INFORMATION SUPPLIED:
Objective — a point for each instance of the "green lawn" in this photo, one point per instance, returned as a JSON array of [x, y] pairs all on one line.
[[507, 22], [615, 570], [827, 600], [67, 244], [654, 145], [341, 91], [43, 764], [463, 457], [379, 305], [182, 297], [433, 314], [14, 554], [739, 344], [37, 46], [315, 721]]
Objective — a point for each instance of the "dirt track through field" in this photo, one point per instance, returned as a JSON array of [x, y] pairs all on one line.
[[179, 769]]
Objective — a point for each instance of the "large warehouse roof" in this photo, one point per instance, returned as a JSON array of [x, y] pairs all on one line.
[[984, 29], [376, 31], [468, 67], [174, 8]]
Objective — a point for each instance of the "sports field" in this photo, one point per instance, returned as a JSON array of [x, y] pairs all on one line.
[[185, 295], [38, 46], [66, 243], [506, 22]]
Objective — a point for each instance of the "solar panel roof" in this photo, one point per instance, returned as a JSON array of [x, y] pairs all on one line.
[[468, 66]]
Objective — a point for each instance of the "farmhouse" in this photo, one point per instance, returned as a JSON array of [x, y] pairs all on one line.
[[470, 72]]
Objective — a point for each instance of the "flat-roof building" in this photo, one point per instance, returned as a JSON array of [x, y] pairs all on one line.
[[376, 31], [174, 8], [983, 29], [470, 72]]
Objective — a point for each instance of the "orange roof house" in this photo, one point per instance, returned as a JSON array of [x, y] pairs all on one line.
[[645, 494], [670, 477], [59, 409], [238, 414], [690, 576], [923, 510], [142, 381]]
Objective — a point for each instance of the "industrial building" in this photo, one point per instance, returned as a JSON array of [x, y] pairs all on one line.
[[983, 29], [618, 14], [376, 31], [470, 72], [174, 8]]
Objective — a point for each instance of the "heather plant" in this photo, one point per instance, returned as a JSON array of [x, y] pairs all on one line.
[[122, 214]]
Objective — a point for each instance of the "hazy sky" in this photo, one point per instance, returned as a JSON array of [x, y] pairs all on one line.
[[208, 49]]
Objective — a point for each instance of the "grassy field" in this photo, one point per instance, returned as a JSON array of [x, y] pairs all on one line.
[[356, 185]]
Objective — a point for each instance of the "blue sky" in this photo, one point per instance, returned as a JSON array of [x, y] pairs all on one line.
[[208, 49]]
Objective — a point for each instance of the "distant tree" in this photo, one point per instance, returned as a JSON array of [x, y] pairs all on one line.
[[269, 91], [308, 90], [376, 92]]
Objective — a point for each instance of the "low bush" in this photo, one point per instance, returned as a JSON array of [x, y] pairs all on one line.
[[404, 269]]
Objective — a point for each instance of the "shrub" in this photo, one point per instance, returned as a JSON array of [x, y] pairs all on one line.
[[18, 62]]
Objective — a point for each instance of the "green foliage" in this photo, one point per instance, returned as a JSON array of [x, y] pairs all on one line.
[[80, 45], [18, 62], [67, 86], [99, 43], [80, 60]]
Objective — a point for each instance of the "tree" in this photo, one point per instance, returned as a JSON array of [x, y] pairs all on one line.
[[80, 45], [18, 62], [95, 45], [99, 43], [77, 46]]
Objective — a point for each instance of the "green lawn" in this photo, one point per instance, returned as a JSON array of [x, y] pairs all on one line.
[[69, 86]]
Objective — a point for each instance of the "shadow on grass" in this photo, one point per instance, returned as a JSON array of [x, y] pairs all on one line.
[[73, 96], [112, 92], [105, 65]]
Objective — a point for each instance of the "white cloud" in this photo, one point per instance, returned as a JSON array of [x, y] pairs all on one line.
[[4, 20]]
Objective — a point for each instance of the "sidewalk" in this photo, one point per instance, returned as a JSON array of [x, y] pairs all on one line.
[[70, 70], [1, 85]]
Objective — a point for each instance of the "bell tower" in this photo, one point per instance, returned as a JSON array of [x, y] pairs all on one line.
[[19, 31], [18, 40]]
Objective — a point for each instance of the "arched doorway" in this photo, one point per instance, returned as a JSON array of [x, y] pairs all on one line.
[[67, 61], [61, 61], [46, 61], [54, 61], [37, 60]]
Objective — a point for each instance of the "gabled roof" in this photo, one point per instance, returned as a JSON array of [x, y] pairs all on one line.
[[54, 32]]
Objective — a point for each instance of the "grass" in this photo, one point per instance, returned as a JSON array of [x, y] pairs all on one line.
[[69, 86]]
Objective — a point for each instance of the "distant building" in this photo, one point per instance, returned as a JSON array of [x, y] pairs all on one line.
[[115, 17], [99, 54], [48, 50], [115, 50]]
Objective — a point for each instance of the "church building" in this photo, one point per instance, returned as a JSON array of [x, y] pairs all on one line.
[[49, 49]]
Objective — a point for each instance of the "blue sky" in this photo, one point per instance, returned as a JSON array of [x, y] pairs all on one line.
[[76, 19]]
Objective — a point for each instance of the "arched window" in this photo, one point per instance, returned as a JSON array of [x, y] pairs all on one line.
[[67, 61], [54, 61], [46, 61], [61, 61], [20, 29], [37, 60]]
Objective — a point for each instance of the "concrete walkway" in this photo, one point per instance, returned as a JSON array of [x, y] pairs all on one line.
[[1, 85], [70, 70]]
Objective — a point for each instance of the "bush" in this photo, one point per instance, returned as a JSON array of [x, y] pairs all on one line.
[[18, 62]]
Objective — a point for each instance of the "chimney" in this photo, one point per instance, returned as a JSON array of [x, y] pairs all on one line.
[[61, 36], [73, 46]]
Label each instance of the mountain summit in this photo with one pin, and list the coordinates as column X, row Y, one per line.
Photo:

WHAT THE TASK ASKS:
Copy the entire listing, keeping each line exactly as it is.

ANSWER TO THE PROBLEM:
Objective — a point for each instance of the "green lawn" in this photo, one point per instance, returned as a JSON array of [x, y] pairs all on one line.
[[507, 22], [615, 570], [827, 600], [67, 244], [654, 145], [341, 91], [43, 764], [463, 457], [379, 305], [182, 297], [433, 314], [14, 554], [739, 344], [37, 46], [315, 721]]
Objective — a point for each instance of the "dirt track through field" in this photo, one point per instance, returned as a JSON array of [x, y] pairs all on one line.
[[179, 769]]
Objective — a point for each instance of the "large warehouse roof" in this photo, one point per instance, returned as a JSON array of [x, y] pairs all on one line.
[[984, 29], [376, 31], [468, 67], [174, 8]]
Objective — a point for each instance of the "sports field" in this photo, one point per instance, returned as a JSON array of [x, y] pairs all on one line.
[[185, 295], [38, 46], [66, 243], [506, 22]]
Objective — a point for each instance of the "solar panel roof" in this photo, one point per instance, returned as a JSON array of [x, y] pairs all on one line.
[[468, 66]]
Objective — a point for each instance of the "farmhouse" in this photo, one point per instance, returned as a JSON array of [x, y] pairs all on one line.
[[470, 72]]
Objective — a point for each instance of the "flat-roof building" in this photo, one point per instance, returned as a JSON array of [x, y] pairs all on one line.
[[376, 31], [174, 8], [983, 29], [470, 72]]
Objective — a point for each instance of the "orange roof house" in this photo, one point per instance, returned as a JSON array of [x, y] pairs all on one line.
[[645, 494], [670, 477], [59, 409], [238, 414], [690, 576], [923, 510], [142, 381]]
Objective — a point for each instance of the "industrial building" in this photo, one point per instance, returned as a JSON array of [x, y] pairs all on one line.
[[983, 29], [618, 14], [376, 31], [470, 72], [174, 8]]
Objective — a point for each instance of the "heather plant" in this photo, one point per instance, returned as a JSON array of [x, y] pairs all on one line.
[[122, 214]]
Objective — a point for each instance of the "hazy sky" in this photo, one point per instance, returned as a JSON array of [x, y] pairs all on one line.
[[208, 49]]
Objective — a point for each instance of the "grassy field" in this photo, one point per instance, returned as a JSON array of [x, y] pairs all on one line.
[[356, 185]]
Objective — a point for each instance of the "blue sky" in this photo, one point per instance, returned as a JSON array of [x, y] pairs all on one line.
[[208, 49]]
Objective — a point for each instance of the "distant tree" in this photo, one point per instance, returned as a JSON array of [x, y] pairs all on one line.
[[269, 91], [308, 90], [376, 92]]
Objective — a point for each instance of the "low bush" in this photo, one point per instance, returned as a JSON array of [x, y] pairs all on one line.
[[404, 269]]
Objective — a point for each instance of the "shrub" in this photo, one point per instance, returned as a JSON array of [x, y] pairs all on one line.
[[18, 62]]
Objective — a point for each instance of the "green foliage" in this photo, one point per instance, returned as a JSON array of [x, y] pairs all on one line.
[[80, 45], [18, 62], [67, 86], [99, 43], [80, 60]]
Objective — a point for each instance of the "tree" in this photo, one point per instance, returned as a JSON array of [x, y] pairs all on one line.
[[80, 45], [18, 62], [95, 45], [99, 43], [77, 46]]
Objective — a point for each instance of the "green lawn" in this photo, one point per instance, returned as a JSON array of [x, y] pairs all on one line.
[[69, 86]]
Objective — a point for each instance of the "shadow on grass" in this photo, one point per instance, returned as a JSON array of [x, y] pairs all on one line.
[[73, 96], [112, 92], [105, 65]]
Objective — a point for each instance of the "white cloud" in this photo, one point per instance, returned as a JSON array of [x, y] pairs all on one line.
[[4, 20]]
Objective — a point for each instance of the "sidewalk" in this photo, one point per instance, returned as a JSON array of [x, y] pairs all on one line.
[[70, 70], [1, 85]]
Objective — a point for each instance of the "bell tower" in this photo, one point per instance, returned as a JSON array of [x, y] pairs all on one line.
[[19, 31], [18, 40]]
Objective — a point for each instance of the "arched doorway" in this photo, one point per instance, returned as a JSON array of [x, y] pairs all on one line.
[[67, 61], [61, 61], [46, 61], [54, 61], [37, 60]]
Objective — a point for each instance of the "gabled roof" in this photo, one point per instance, returned as a JSON array of [x, y] pairs all on one line.
[[54, 32]]
Objective — a point for each instance of the "grass" in this photo, one point per instance, returned as a JSON array of [x, y] pairs all on one line.
[[69, 86]]
Objective — a point for each instance of the "distant building" in this photo, one point per instance, returned as a JSON array of [x, y] pairs all on one line.
[[115, 17], [99, 54], [48, 50], [115, 50]]
Objective — a point for each instance of the "church building" in this photo, one point per instance, returned as a JSON array of [x, y] pairs all on one line.
[[49, 49]]
Objective — a point for each instance of the "blue sky" in this photo, one point per instance, returned as a JSON array of [x, y] pairs all on one line.
[[76, 19]]
Objective — a point for each instance of the "arched window" in this photo, one point per instance, returned as a JSON array of [x, y] pairs all on one line.
[[67, 61], [54, 61], [46, 61], [61, 61], [20, 29], [37, 60]]
Objective — a point for each instance of the "concrete walkway" in this photo, one point per instance, returned as a JSON array of [x, y] pairs all on one line.
[[1, 85], [70, 70]]
Objective — a point for each instance of the "bush" in this photo, one point per instance, returned as a JSON array of [x, y] pairs all on one line.
[[18, 62]]
Objective — a point for each instance of the "chimney" in this photo, one point per instance, returned as a JSON array of [x, y] pairs all on one line.
[[61, 36], [73, 46]]
Label each instance of the mountain summit in this photo with one pin, and list the coordinates as column X, row Y, one per line.
Photo:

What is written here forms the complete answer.